[Dataset excerpts]
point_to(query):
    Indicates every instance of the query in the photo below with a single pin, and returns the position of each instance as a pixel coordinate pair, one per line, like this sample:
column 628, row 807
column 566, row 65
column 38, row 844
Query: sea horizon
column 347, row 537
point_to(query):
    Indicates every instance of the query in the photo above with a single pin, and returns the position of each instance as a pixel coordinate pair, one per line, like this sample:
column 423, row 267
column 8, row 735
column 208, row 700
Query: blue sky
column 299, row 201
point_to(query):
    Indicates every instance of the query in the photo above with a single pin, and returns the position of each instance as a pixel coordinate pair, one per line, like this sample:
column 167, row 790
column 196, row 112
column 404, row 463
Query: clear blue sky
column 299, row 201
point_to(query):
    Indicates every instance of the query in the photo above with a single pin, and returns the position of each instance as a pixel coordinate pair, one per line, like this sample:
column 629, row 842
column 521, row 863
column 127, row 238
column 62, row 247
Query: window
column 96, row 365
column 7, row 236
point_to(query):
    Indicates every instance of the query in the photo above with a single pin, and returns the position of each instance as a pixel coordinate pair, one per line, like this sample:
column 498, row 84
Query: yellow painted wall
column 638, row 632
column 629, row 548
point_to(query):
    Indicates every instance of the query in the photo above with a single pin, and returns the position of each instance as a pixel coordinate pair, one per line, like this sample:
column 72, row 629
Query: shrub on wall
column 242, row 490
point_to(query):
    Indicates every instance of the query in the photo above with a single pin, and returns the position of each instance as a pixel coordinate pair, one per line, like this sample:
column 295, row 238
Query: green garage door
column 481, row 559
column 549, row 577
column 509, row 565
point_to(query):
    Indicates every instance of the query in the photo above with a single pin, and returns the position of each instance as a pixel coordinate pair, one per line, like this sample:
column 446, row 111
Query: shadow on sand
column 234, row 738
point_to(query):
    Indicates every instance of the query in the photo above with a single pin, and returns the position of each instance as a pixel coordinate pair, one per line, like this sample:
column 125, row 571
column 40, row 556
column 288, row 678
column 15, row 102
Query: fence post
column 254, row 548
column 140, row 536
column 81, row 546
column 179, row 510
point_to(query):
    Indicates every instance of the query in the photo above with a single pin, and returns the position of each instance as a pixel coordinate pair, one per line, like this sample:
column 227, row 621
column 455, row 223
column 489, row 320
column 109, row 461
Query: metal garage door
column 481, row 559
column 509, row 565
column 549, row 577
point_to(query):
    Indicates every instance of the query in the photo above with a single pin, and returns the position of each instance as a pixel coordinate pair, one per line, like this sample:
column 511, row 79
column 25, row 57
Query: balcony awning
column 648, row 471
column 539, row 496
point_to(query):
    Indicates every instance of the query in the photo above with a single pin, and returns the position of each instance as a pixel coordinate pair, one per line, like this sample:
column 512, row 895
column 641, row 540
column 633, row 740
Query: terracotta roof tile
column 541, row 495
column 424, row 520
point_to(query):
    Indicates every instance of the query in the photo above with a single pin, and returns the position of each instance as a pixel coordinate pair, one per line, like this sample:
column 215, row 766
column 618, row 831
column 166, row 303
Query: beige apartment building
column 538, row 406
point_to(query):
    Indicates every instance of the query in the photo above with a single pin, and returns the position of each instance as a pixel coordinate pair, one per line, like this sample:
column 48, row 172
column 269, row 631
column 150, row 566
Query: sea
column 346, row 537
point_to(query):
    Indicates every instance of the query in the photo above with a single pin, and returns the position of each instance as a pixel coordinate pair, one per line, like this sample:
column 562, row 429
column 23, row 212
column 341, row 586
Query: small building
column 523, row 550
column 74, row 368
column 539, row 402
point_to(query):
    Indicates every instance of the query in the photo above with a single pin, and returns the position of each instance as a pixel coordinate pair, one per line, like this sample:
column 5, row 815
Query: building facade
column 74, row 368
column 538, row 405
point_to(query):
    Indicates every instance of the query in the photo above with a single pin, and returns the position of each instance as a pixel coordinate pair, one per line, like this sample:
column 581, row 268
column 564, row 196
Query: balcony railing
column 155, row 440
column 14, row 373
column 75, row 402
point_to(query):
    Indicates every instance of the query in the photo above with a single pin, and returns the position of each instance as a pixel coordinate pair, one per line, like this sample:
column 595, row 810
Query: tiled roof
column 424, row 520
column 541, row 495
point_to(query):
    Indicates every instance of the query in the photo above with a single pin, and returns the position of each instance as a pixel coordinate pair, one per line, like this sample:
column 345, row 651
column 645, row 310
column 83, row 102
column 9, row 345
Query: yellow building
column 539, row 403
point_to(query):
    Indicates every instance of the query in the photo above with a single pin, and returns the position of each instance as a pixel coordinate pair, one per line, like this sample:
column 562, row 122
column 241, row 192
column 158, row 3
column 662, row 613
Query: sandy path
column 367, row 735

**Task prompt:** Copy out the data shown above without altering anything.

**Task result:**
point_to(query):
    Indicates every instance of the query in the photo below with a single pin, and returns the position of each instance as a pixel coordinate pair, one per line, like this sample:
column 628, row 807
column 566, row 65
column 38, row 844
Query: sea horizon
column 347, row 537
point_to(query):
    Indicates every instance of the query in the photo above with a single pin, and returns the position of each instance as a pixel coordinate pair, one per line, like this sample:
column 423, row 267
column 8, row 735
column 208, row 700
Query: blue sky
column 299, row 201
point_to(query):
    Indicates every instance of the query in the photo above with a single pin, and returns the position of each instance as a pixel coordinate pair, one per line, like this sample:
column 167, row 790
column 196, row 112
column 404, row 463
Query: clear blue sky
column 299, row 201
point_to(query):
    Indicates every instance of the query in the photo above with a single pin, and returns the position of each instance as a pixel coordinate pair, one per line, like this sample:
column 629, row 842
column 521, row 863
column 127, row 238
column 62, row 247
Query: window
column 96, row 365
column 7, row 236
point_to(query):
    Indicates every instance of the query in the photo above with a single pin, and returns the position of each instance as a pixel coordinate pair, one per line, like this sample:
column 498, row 84
Query: yellow painted wall
column 638, row 632
column 629, row 548
point_to(query):
    Indicates every instance of the query in the photo above with a single pin, and returns the position of each instance as a pixel coordinate pair, one per line, like this sample:
column 72, row 629
Query: shrub on wall
column 242, row 490
point_to(query):
    Indicates every instance of the query in the photo above with a single pin, and returns the position of each instance as a pixel coordinate pair, one per line, like this sample:
column 295, row 238
Query: green garage door
column 481, row 559
column 549, row 577
column 509, row 565
point_to(query):
    Indicates every instance of the query in the photo above with a single pin, and returns the position of each instance as a pixel coordinate pair, one per line, like this sample:
column 446, row 111
Query: shadow on sand
column 234, row 738
point_to(query):
    Indicates every instance of the query in the photo above with a single pin, and returns the position of each instance as a pixel coordinate pair, one per line, like this sample:
column 125, row 571
column 40, row 556
column 288, row 678
column 15, row 102
Query: fence post
column 254, row 548
column 140, row 536
column 81, row 546
column 179, row 510
point_to(query):
    Indicates every instance of the query in the photo above with a single pin, and returns the position of each instance as a pixel coordinate pair, one per line, like this sample:
column 227, row 621
column 455, row 223
column 489, row 320
column 109, row 461
Query: metal garage door
column 481, row 559
column 509, row 565
column 549, row 577
point_to(query):
    Indicates every instance of the query in the photo above with a single pin, and returns the position of each instance as a pixel coordinate pair, one per line, like this sample:
column 511, row 79
column 25, row 57
Query: balcony awning
column 648, row 471
column 539, row 496
point_to(query):
    Indicates every instance of the query in the photo above with a single pin, and returns the position of each instance as a pixel coordinate pair, one per line, like this sample:
column 512, row 895
column 641, row 540
column 633, row 740
Query: terracotta roof tile
column 541, row 495
column 424, row 520
point_to(query):
    Indicates every instance of the query in the photo above with a single pin, and returns the position of each instance as a pixel coordinate pair, one per line, like this sample:
column 215, row 766
column 618, row 831
column 166, row 303
Query: beige apartment building
column 538, row 406
point_to(query):
    Indicates every instance of the query in the photo above with a single pin, and returns the position of each instance as a pixel coordinate pair, one per line, like this sample:
column 48, row 172
column 269, row 631
column 150, row 566
Query: sea
column 346, row 537
point_to(query):
    Indicates every instance of the query in the photo above with a single pin, and returns the position of each instance as a pixel coordinate pair, one per line, like this sample:
column 562, row 429
column 23, row 212
column 341, row 586
Query: small building
column 523, row 550
column 74, row 368
column 539, row 402
point_to(query):
    Indicates every instance of the query in the photo above with a single pin, and returns the position of each instance as a pixel coordinate pair, one per line, like this sample:
column 5, row 815
Query: building facade
column 74, row 368
column 538, row 405
point_to(query):
    Indicates every instance of the query in the photo above with a single pin, and returns the position of each instance as a pixel coordinate pair, one per line, like this sample:
column 581, row 268
column 564, row 196
Query: balcony railing
column 155, row 440
column 14, row 373
column 75, row 402
point_to(query):
    Indicates every instance of the query in the photo above with a single pin, and returns the position of each instance as a pixel coordinate pair, one per line, like this sample:
column 595, row 810
Query: tiled roof
column 424, row 520
column 541, row 495
point_to(query):
    Indicates every instance of the query in the photo above with a single pin, and returns the position of each instance as a pixel coordinate pair, one per line, like this sample:
column 345, row 651
column 645, row 310
column 83, row 102
column 9, row 345
Query: yellow building
column 539, row 403
point_to(query):
    Indicates every instance of the query in the photo above with a single pin, and returns the position of each instance as a pixel coordinate pair, one per line, like this sample:
column 562, row 122
column 241, row 192
column 158, row 3
column 662, row 613
Query: sandy path
column 367, row 735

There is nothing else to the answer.